━━ MATERIAL SUPPLIED
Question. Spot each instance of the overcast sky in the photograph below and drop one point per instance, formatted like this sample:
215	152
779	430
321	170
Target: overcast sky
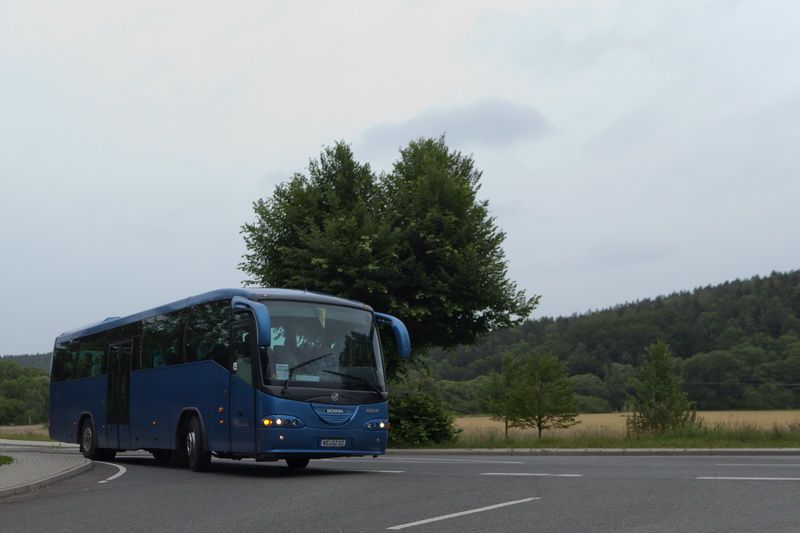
629	149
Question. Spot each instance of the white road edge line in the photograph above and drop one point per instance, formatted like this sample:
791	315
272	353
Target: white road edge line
732	478
462	513
424	461
529	474
757	464
122	470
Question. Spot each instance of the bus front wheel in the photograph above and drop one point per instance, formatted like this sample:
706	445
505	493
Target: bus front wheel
88	440
199	457
297	462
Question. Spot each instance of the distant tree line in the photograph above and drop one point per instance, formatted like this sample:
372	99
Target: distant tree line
737	346
36	360
23	393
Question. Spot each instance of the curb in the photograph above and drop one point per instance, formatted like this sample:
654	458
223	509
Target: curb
37	443
564	452
42	482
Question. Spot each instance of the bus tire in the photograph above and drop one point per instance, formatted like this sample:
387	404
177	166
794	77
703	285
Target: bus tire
104	454
297	462
199	457
88	440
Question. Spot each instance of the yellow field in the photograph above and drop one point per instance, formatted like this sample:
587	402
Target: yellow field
39	430
615	422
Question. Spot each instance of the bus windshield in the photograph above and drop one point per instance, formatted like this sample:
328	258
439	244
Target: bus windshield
322	346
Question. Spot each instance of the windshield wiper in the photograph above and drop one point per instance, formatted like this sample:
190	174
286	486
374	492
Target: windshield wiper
304	363
370	384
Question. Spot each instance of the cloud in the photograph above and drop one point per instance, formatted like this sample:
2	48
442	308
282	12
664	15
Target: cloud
488	123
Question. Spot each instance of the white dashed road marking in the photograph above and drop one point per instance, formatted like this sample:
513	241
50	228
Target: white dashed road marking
532	474
121	468
462	513
732	478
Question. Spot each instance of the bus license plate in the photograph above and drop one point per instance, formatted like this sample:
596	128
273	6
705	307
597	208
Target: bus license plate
332	443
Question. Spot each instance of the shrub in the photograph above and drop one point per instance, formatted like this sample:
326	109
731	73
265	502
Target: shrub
419	419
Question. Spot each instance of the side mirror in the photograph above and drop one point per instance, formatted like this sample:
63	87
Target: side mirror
400	334
259	310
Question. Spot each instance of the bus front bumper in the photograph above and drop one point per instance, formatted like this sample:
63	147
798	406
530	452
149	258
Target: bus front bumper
319	442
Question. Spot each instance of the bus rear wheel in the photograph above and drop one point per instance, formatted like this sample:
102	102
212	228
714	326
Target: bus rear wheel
88	444
88	440
199	457
297	462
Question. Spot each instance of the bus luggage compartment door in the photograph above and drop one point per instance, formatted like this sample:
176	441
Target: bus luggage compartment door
119	382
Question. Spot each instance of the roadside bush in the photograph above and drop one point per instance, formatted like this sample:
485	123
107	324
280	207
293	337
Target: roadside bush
419	419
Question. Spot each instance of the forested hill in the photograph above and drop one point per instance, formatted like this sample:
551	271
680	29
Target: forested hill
37	360
739	342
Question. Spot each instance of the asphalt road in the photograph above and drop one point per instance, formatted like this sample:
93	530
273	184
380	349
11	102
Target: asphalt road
422	493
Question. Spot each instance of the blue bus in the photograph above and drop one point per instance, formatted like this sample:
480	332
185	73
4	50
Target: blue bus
270	374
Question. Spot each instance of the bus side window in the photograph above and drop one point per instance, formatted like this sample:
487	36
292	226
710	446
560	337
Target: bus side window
84	366
161	340
243	356
64	361
207	332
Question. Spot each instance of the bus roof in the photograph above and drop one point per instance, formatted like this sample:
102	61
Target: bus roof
220	294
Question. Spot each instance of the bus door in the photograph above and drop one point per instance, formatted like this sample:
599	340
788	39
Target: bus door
242	397
119	381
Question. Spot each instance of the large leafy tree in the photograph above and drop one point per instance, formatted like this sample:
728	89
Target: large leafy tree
453	284
325	232
417	242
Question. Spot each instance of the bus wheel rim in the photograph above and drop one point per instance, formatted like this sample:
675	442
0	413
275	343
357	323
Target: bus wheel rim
87	437
190	442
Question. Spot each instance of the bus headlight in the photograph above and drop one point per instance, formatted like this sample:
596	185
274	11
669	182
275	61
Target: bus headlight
281	421
379	424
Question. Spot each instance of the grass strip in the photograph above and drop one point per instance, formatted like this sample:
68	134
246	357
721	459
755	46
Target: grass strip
25	436
702	436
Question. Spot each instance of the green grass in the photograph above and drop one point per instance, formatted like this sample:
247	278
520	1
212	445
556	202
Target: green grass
716	436
25	436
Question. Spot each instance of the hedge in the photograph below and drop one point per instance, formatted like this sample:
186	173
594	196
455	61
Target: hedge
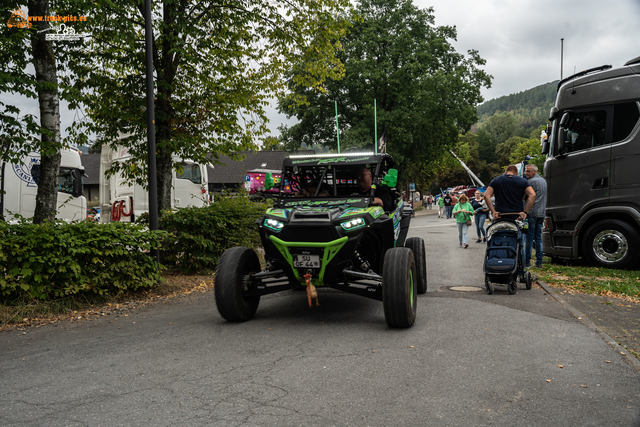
56	259
199	236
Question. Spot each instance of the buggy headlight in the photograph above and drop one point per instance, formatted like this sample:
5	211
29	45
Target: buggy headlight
273	224
353	224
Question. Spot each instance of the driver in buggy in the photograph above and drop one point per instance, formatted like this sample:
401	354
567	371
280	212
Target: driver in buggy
382	197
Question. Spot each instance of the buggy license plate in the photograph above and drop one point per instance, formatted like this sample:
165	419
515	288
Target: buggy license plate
306	261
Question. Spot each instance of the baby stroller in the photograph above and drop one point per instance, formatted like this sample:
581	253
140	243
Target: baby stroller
504	261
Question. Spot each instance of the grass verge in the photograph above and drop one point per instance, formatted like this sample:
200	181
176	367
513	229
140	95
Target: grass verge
578	277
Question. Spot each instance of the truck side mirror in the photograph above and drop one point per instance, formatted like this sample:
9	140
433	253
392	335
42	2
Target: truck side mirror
560	140
545	146
268	181
77	182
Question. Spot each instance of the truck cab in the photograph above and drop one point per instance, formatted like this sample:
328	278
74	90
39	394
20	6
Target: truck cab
20	186
124	201
593	199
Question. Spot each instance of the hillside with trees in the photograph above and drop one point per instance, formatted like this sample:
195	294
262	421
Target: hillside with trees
530	107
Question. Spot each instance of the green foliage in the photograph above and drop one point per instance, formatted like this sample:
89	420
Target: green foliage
530	107
200	235
55	259
528	147
216	64
396	58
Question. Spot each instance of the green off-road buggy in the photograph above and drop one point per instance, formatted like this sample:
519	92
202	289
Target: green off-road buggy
322	233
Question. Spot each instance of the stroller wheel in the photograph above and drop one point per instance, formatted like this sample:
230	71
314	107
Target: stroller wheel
488	285
528	280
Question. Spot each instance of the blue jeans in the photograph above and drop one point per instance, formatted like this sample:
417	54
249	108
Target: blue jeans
449	210
480	220
535	233
462	232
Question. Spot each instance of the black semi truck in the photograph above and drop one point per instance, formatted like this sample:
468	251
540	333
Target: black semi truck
593	168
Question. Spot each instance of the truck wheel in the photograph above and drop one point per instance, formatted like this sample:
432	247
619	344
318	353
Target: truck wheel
399	296
611	244
231	284
416	244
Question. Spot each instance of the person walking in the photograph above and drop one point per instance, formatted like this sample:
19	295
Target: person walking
463	211
480	210
509	190
441	207
536	215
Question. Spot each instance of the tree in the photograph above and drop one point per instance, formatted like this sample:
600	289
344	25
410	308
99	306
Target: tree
216	64
22	44
425	92
495	131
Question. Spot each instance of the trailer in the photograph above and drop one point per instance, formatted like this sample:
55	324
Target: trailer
19	186
123	201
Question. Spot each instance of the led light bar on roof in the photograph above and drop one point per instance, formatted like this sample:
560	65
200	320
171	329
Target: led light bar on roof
315	156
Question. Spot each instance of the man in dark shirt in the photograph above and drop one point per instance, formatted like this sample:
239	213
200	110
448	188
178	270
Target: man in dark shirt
381	196
509	190
448	206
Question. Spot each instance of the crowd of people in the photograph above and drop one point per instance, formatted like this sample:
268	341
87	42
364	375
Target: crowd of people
507	195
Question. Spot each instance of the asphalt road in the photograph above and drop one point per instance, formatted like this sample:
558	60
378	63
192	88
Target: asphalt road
470	360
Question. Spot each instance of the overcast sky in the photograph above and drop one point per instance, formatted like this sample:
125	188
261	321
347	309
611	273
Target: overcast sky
520	39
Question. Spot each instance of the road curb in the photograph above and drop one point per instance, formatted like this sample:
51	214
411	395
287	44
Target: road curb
617	347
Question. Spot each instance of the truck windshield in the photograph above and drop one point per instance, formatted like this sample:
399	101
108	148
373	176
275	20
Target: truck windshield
191	172
66	180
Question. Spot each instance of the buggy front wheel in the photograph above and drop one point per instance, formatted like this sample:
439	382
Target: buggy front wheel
231	284
399	291
416	244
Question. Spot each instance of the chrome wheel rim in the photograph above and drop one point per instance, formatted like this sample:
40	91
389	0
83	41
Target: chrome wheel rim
610	246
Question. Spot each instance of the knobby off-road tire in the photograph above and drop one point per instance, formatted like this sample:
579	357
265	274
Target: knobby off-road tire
399	292
231	281
611	244
416	244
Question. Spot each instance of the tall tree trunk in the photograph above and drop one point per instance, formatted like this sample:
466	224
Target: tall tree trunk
44	62
164	164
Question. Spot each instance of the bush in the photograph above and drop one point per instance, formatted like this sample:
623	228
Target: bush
56	259
203	234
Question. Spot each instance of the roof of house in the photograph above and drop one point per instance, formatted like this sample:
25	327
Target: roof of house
91	163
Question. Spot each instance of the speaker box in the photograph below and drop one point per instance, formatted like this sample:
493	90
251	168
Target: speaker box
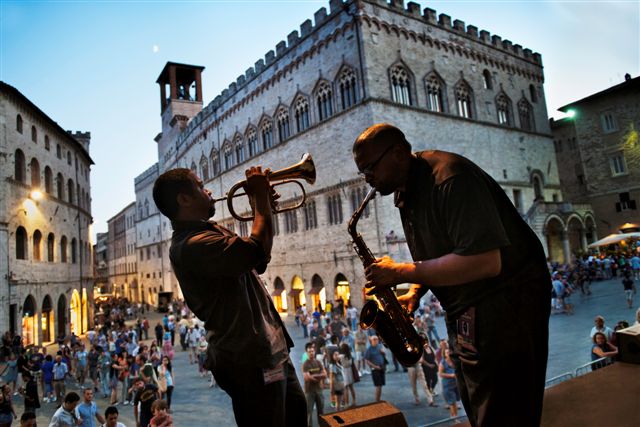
628	340
380	414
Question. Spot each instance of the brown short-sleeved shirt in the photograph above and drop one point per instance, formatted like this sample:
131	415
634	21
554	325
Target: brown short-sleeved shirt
216	269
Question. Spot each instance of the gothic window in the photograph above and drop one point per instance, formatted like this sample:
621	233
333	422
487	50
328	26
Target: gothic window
267	134
357	196
400	85
334	209
503	107
59	186
290	222
63	249
20	167
51	242
283	124
21	243
215	163
347	82
464	99
487	81
239	148
70	190
310	216
324	99
228	155
252	142
48	180
19	123
204	168
35	173
526	115
435	93
302	113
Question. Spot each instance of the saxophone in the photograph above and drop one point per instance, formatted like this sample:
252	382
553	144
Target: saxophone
384	313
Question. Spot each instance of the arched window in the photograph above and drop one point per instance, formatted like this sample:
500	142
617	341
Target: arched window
204	168
252	142
284	130
301	106
503	107
435	93
70	190
487	80
215	162
533	93
347	81
20	167
63	249
227	149
400	85
74	249
324	99
35	173
525	112
267	134
59	186
48	180
37	245
239	149
21	243
51	242
464	99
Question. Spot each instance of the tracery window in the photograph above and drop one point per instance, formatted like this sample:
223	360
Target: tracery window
400	85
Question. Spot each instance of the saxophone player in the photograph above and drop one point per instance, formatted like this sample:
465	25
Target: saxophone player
473	250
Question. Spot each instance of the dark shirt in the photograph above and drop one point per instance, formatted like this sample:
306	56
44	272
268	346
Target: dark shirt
218	275
452	206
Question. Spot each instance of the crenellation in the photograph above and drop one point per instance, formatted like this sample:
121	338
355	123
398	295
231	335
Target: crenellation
458	25
430	15
444	21
320	16
306	27
413	9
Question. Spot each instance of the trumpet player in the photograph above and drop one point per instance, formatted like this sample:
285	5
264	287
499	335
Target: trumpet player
473	250
248	351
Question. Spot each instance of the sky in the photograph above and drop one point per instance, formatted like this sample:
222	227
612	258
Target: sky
92	65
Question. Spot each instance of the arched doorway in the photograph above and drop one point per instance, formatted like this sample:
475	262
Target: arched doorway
279	295
554	231
29	322
298	298
62	316
318	293
47	321
75	310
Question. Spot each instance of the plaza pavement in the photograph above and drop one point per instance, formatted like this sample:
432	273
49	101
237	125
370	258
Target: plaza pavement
196	405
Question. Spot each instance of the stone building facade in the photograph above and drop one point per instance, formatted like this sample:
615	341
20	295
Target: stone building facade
447	85
599	151
46	273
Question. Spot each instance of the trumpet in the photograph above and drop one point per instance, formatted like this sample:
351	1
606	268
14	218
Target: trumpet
304	169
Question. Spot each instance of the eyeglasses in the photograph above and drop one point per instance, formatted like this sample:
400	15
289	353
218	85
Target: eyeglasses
━━━━
[PROBLEM DESCRIPTION]
Work out how many lines of the entries include the word "eyeglasses", and respond with that number and nothing more.

[WRITTEN SOLUTION]
2